───── LISTING

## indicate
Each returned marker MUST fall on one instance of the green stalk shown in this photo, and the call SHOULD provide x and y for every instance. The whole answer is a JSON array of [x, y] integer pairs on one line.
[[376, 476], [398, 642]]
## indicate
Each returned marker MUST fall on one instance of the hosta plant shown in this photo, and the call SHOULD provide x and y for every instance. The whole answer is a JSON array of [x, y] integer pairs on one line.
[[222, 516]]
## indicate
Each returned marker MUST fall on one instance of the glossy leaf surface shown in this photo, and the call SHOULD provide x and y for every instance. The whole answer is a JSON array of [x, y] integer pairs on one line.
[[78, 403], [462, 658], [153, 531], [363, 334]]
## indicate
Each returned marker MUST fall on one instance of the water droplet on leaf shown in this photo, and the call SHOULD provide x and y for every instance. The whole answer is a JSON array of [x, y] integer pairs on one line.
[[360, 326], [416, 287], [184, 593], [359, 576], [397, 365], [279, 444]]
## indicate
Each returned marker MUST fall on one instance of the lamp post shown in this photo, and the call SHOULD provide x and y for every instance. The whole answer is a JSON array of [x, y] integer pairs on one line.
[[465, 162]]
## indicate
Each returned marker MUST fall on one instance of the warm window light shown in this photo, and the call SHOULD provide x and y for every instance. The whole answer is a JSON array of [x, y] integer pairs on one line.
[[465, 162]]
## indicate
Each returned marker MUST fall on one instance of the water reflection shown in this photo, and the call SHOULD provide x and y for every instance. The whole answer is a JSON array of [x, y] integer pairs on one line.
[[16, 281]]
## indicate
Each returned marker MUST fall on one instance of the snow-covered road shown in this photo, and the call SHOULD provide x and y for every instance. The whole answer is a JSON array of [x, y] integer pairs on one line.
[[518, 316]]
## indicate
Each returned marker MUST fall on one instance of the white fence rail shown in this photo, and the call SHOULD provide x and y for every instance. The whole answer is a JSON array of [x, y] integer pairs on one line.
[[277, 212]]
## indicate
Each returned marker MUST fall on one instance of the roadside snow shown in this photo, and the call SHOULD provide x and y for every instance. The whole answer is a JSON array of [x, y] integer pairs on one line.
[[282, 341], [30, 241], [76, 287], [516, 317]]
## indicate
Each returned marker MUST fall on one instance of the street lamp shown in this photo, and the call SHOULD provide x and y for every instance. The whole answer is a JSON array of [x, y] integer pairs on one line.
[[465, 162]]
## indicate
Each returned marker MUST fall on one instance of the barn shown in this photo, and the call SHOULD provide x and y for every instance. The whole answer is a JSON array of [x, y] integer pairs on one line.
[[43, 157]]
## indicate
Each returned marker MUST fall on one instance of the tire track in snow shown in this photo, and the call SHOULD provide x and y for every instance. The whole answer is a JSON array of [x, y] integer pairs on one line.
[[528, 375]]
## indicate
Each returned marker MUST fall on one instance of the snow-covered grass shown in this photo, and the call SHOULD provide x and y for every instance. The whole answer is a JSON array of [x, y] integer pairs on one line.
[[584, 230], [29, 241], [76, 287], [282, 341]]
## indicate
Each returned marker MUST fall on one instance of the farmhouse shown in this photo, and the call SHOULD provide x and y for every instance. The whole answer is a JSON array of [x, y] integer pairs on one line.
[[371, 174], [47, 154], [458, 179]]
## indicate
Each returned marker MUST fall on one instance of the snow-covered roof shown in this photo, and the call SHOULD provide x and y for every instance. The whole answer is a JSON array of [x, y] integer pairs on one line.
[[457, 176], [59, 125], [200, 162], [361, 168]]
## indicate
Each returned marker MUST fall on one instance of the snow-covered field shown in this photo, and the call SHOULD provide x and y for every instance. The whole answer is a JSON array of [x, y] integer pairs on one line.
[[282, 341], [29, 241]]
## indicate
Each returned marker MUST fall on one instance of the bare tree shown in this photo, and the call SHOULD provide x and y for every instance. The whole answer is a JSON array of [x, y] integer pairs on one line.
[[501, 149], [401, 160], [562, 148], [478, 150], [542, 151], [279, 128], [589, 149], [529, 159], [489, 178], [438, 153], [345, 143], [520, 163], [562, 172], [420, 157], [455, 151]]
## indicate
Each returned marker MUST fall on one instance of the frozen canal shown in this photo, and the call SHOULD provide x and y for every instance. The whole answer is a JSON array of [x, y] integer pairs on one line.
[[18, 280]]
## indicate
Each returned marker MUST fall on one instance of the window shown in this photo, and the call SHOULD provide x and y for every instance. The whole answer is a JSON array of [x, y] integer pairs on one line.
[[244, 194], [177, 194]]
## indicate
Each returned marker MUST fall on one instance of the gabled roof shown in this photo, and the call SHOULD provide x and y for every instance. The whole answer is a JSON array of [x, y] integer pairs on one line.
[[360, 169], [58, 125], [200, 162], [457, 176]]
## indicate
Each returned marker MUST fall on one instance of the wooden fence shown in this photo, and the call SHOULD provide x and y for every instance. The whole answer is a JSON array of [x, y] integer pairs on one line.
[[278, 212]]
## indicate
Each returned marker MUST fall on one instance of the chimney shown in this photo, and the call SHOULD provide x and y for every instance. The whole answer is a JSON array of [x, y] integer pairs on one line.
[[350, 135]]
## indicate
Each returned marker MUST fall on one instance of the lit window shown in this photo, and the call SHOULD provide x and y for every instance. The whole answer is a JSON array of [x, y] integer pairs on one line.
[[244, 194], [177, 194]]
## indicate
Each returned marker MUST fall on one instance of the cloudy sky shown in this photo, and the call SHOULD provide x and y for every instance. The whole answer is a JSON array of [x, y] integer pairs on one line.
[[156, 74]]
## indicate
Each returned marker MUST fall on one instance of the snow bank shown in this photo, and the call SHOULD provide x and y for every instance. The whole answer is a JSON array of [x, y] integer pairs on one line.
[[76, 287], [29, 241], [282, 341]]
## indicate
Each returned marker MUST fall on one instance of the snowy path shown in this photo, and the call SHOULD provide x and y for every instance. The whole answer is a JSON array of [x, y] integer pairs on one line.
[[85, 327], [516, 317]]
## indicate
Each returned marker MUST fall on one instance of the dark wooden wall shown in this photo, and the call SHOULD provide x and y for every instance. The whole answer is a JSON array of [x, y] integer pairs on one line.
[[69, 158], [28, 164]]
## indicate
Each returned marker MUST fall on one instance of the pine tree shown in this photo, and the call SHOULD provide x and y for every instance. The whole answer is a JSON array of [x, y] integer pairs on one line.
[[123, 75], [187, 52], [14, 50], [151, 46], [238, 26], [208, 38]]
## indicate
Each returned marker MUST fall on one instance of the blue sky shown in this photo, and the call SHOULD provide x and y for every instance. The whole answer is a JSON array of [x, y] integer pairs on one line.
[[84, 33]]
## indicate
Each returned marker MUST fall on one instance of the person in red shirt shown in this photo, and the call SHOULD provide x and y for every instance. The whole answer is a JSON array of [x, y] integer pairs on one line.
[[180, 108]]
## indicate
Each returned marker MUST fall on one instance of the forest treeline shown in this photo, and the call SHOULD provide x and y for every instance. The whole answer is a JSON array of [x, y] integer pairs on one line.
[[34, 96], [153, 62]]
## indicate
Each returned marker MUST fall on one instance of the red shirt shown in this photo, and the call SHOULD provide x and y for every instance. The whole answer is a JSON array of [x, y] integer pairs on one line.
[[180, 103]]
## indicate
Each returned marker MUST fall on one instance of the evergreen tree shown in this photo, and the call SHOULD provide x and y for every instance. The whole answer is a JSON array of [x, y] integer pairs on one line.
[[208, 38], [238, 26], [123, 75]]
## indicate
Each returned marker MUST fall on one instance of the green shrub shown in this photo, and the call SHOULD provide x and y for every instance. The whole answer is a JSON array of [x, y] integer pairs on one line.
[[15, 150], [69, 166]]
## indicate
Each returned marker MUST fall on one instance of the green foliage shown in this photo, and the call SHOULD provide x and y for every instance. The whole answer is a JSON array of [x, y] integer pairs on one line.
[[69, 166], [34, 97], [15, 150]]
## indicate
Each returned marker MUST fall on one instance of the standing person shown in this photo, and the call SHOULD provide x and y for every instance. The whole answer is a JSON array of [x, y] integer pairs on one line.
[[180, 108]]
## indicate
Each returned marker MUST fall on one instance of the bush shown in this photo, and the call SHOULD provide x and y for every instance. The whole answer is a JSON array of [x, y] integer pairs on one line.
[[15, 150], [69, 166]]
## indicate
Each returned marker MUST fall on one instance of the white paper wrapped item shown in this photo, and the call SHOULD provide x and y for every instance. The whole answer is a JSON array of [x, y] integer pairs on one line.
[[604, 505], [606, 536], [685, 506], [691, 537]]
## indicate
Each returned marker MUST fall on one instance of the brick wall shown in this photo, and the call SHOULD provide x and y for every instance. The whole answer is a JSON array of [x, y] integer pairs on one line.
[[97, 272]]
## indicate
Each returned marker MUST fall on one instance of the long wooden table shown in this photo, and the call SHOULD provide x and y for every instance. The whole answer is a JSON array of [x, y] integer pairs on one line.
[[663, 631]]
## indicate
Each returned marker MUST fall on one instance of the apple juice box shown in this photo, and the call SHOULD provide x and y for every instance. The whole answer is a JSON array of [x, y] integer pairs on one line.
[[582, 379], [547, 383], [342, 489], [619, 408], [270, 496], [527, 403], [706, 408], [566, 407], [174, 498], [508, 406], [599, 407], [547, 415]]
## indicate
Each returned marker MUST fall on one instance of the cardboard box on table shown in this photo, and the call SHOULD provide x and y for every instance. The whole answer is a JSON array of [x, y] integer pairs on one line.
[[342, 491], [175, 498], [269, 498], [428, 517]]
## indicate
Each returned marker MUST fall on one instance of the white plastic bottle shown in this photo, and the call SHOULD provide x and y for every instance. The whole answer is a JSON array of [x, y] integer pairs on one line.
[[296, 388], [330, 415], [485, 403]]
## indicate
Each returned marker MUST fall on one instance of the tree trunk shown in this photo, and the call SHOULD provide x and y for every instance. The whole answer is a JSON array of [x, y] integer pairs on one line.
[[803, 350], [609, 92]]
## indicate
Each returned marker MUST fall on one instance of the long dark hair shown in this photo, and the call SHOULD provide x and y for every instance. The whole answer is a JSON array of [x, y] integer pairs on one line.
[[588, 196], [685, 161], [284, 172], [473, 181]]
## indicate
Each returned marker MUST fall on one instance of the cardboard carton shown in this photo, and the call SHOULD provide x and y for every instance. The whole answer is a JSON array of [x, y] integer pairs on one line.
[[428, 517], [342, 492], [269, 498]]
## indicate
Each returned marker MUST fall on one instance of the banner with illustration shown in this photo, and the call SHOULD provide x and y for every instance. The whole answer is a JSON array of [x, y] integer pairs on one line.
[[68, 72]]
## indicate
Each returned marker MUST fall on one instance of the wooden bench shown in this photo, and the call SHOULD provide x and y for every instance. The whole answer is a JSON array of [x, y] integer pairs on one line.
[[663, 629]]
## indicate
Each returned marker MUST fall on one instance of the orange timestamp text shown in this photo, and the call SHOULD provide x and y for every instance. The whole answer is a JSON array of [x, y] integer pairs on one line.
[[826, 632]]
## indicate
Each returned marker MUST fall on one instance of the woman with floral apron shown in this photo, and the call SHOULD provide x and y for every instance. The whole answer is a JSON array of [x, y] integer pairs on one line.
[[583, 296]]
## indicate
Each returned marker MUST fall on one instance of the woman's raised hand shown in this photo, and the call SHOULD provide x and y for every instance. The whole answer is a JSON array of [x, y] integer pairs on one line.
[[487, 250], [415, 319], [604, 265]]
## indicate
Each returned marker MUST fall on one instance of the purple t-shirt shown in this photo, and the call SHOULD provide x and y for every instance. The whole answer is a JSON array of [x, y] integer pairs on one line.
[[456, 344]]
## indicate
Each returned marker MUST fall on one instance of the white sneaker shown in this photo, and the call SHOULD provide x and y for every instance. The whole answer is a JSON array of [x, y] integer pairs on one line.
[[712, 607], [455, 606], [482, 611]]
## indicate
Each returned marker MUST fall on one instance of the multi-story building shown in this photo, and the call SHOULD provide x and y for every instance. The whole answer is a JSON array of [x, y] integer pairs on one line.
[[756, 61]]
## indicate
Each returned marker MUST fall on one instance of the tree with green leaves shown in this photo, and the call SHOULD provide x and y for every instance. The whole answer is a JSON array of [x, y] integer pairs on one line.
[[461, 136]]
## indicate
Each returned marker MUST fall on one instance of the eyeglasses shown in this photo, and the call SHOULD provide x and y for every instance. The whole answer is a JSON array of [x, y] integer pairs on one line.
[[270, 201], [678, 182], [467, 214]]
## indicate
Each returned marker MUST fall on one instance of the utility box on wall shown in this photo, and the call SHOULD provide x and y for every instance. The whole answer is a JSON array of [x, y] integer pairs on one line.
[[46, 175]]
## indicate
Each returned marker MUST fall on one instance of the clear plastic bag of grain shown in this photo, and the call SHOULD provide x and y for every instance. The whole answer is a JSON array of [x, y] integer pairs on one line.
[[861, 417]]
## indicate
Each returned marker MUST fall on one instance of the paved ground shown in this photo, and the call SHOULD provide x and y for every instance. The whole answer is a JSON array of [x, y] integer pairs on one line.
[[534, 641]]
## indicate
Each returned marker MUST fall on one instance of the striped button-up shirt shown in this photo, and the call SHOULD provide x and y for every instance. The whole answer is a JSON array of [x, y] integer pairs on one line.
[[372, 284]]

──────────

→ **WHAT YOU NEED TO DO**: Print the material verbatim from its first line through the line containing "[[518, 316]]", with both of those lines included.

→ **ANSWER FOR THIS EXERCISE**:
## indicate
Each returned marker MUST fall on one instance of the green stalk shown in this photo, and the call SHOULD provide x and y for every instance. The whole answer is a JSON array of [x, y] integer pairs on one line.
[[376, 476], [398, 642]]
## indicate
Each returned marker MUST fall on one instance of the hosta plant shown in this photo, and the call SHOULD provide x and y for every instance. The whole answer is a JSON array of [x, y] integer pairs on one line.
[[222, 516]]
## indicate
Each returned marker MUST fall on one instance of the glossy leaf surface shown in this photo, and the call SHOULD provide x and y for every instance. The whole answer is a JSON array of [x, y] integer pairs on one line.
[[78, 403], [462, 658], [153, 531], [363, 334]]
## indicate
Each returned marker MUST fall on one instance of the water droplet on leaf shown in this photo, and the call SHOULD provide x and y for every instance. The whole answer is a JSON array of [x, y] integer pairs on one line.
[[360, 326], [416, 287], [184, 593], [359, 576], [397, 365], [279, 444]]
## indicate
Each returned marker MUST fall on one instance of the lamp post shown in this photo, and the call SHOULD provide x and y for every instance. The whole answer is a JSON array of [x, y] integer pairs on one line.
[[465, 162]]
## indicate
Each returned marker MUST fall on one instance of the warm window light shown in this photo, and the call SHOULD provide x and y for every instance. The whole answer is a JSON array of [x, y] integer pairs on one line.
[[465, 162]]
## indicate
Each returned marker MUST fall on one instance of the water reflection shown in this photo, and the call SHOULD provide x and y for every instance. The whole answer is a JSON array of [x, y] integer pairs on one line.
[[16, 281]]
## indicate
Each returned marker MUST fall on one instance of the snow-covered road shown in this photo, and the call SHOULD provide x and y for every instance. The whole answer is a JSON array of [x, y] integer pairs on one line.
[[518, 316]]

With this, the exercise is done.